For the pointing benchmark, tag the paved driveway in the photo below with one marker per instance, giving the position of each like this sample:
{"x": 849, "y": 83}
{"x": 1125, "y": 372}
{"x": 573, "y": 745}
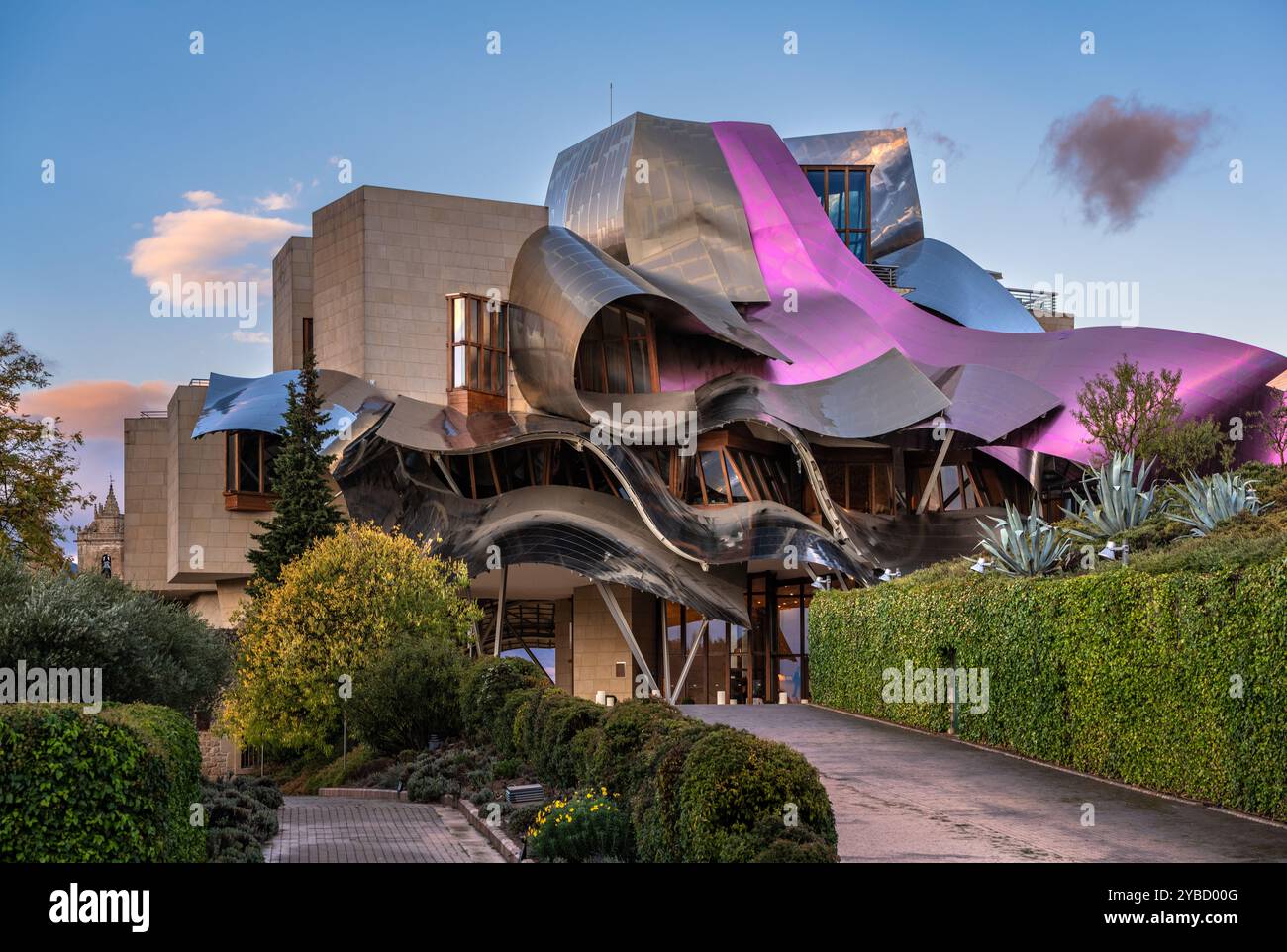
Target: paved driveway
{"x": 904, "y": 796}
{"x": 350, "y": 830}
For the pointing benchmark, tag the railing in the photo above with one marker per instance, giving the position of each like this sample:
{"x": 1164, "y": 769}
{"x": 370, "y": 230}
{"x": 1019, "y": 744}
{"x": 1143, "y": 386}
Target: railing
{"x": 886, "y": 273}
{"x": 1038, "y": 300}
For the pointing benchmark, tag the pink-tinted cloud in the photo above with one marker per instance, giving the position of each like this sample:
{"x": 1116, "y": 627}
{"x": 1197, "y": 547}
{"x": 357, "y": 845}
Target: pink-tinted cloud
{"x": 95, "y": 408}
{"x": 201, "y": 243}
{"x": 1116, "y": 154}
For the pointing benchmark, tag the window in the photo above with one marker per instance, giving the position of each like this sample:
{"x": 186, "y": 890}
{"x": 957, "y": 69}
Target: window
{"x": 845, "y": 197}
{"x": 957, "y": 488}
{"x": 618, "y": 354}
{"x": 490, "y": 472}
{"x": 477, "y": 329}
{"x": 248, "y": 470}
{"x": 860, "y": 487}
{"x": 722, "y": 476}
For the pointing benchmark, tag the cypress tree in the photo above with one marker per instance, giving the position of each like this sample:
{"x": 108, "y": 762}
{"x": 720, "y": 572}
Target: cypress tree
{"x": 303, "y": 513}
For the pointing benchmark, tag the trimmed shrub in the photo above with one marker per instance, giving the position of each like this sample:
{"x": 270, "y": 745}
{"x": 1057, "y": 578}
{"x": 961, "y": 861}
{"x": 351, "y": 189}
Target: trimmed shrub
{"x": 336, "y": 610}
{"x": 149, "y": 650}
{"x": 790, "y": 844}
{"x": 1175, "y": 682}
{"x": 732, "y": 784}
{"x": 689, "y": 792}
{"x": 241, "y": 818}
{"x": 484, "y": 689}
{"x": 116, "y": 786}
{"x": 616, "y": 759}
{"x": 410, "y": 693}
{"x": 655, "y": 806}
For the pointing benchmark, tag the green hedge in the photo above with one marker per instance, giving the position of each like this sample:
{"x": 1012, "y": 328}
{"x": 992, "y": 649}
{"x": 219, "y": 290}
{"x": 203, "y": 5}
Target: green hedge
{"x": 695, "y": 793}
{"x": 1120, "y": 673}
{"x": 115, "y": 786}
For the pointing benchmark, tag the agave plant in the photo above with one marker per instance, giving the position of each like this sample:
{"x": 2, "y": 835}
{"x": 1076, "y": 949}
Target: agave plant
{"x": 1115, "y": 497}
{"x": 1024, "y": 544}
{"x": 1213, "y": 500}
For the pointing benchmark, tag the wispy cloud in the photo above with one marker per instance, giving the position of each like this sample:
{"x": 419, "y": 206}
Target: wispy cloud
{"x": 251, "y": 337}
{"x": 278, "y": 201}
{"x": 1116, "y": 154}
{"x": 202, "y": 242}
{"x": 95, "y": 407}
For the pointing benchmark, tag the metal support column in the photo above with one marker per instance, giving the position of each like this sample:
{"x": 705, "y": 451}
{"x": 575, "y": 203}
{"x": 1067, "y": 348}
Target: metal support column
{"x": 934, "y": 472}
{"x": 500, "y": 609}
{"x": 616, "y": 612}
{"x": 689, "y": 660}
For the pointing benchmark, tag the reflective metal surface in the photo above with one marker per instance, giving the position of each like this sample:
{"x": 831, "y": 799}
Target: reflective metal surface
{"x": 895, "y": 200}
{"x": 654, "y": 193}
{"x": 944, "y": 281}
{"x": 258, "y": 403}
{"x": 845, "y": 307}
{"x": 717, "y": 535}
{"x": 584, "y": 531}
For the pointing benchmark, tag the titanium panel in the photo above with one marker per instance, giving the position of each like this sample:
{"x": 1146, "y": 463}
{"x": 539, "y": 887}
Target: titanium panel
{"x": 944, "y": 281}
{"x": 584, "y": 531}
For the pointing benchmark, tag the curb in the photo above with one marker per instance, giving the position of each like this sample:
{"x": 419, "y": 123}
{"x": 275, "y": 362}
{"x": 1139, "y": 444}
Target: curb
{"x": 501, "y": 841}
{"x": 363, "y": 793}
{"x": 1016, "y": 755}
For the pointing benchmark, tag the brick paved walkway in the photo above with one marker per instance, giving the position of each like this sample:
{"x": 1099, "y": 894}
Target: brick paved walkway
{"x": 901, "y": 796}
{"x": 348, "y": 830}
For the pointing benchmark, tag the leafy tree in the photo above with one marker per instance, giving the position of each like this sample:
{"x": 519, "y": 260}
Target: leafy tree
{"x": 1138, "y": 413}
{"x": 335, "y": 612}
{"x": 303, "y": 513}
{"x": 1273, "y": 425}
{"x": 1127, "y": 411}
{"x": 37, "y": 464}
{"x": 149, "y": 648}
{"x": 408, "y": 693}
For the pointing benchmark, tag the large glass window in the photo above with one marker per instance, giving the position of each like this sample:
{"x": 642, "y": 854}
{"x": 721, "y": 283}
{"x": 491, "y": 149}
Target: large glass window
{"x": 845, "y": 197}
{"x": 957, "y": 488}
{"x": 722, "y": 476}
{"x": 860, "y": 487}
{"x": 477, "y": 330}
{"x": 248, "y": 464}
{"x": 618, "y": 354}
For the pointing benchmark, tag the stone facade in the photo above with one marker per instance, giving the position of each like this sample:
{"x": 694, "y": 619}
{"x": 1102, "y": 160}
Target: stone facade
{"x": 373, "y": 282}
{"x": 382, "y": 262}
{"x": 292, "y": 301}
{"x": 101, "y": 544}
{"x": 601, "y": 660}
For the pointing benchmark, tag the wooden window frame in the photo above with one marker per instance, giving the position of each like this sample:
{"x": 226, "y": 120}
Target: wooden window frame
{"x": 828, "y": 170}
{"x": 627, "y": 339}
{"x": 236, "y": 498}
{"x": 480, "y": 347}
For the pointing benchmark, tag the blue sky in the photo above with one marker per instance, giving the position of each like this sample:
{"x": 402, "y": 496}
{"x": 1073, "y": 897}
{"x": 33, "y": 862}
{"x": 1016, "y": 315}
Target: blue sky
{"x": 406, "y": 90}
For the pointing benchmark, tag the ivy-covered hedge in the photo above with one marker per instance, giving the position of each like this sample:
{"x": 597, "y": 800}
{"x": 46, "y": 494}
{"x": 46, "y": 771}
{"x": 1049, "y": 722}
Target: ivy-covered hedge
{"x": 695, "y": 793}
{"x": 115, "y": 786}
{"x": 1175, "y": 682}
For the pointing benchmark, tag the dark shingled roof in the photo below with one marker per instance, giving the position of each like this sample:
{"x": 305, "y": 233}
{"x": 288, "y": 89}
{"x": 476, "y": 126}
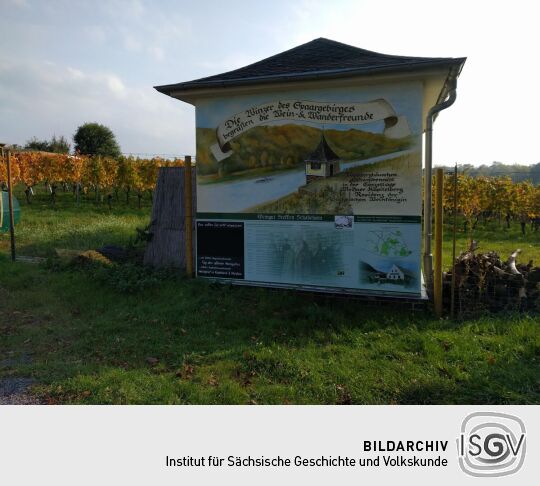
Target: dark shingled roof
{"x": 320, "y": 58}
{"x": 323, "y": 153}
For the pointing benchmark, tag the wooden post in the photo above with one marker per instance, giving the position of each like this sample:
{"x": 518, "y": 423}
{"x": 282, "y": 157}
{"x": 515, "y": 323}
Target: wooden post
{"x": 188, "y": 194}
{"x": 437, "y": 272}
{"x": 10, "y": 200}
{"x": 454, "y": 231}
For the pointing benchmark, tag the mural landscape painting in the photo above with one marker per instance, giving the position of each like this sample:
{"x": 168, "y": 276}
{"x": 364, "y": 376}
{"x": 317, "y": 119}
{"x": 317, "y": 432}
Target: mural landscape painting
{"x": 269, "y": 148}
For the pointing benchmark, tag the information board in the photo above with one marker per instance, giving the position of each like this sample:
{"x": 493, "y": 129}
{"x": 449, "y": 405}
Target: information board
{"x": 317, "y": 188}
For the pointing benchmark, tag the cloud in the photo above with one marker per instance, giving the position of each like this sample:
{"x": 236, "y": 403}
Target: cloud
{"x": 48, "y": 98}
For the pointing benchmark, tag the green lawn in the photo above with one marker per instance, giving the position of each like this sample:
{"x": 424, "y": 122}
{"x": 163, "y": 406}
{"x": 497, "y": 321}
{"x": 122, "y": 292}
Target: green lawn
{"x": 189, "y": 341}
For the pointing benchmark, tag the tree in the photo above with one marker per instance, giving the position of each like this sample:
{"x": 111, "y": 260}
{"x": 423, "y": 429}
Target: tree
{"x": 96, "y": 139}
{"x": 57, "y": 145}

- WORK TO DO: Only the lines from the one with "For the pointing benchmark, tag the wooden post" through the end of the material are wanted; copy them exactly, both ends included.

- ANSWER TO THIS EXERCISE:
For the pointing benchmark, tag the wooden post in the photo above with one marker per instance, giving the position of each like this sample:
{"x": 518, "y": 423}
{"x": 282, "y": 157}
{"x": 515, "y": 323}
Target: wooden post
{"x": 188, "y": 194}
{"x": 437, "y": 272}
{"x": 10, "y": 200}
{"x": 454, "y": 231}
For the pointing benchmark, tag the mural landscape painting in the photo above with one marker per instance, giving the position of each like this sample:
{"x": 168, "y": 276}
{"x": 364, "y": 376}
{"x": 317, "y": 119}
{"x": 317, "y": 432}
Target: mural landscape painting
{"x": 269, "y": 148}
For the pointing benchmark, tag the information board in the photo above with one marker per instance, giving the position of each like this sample:
{"x": 493, "y": 129}
{"x": 449, "y": 405}
Target: information board
{"x": 317, "y": 188}
For the pointing benchmark, tag the cloud in the photo above with one marker per instance, giving the position of each like this sample:
{"x": 236, "y": 403}
Target: cloud
{"x": 48, "y": 98}
For the pointing benchmark, tag the green lawn in the photo above with one marker per instance, giving the position of each like this sample:
{"x": 424, "y": 122}
{"x": 163, "y": 406}
{"x": 497, "y": 321}
{"x": 122, "y": 292}
Target: green lawn
{"x": 189, "y": 341}
For the pointing benchmark, tag the tree in the photo above with one marker per instance, giving the position of each like this sample:
{"x": 111, "y": 260}
{"x": 423, "y": 429}
Target: tree
{"x": 96, "y": 139}
{"x": 57, "y": 145}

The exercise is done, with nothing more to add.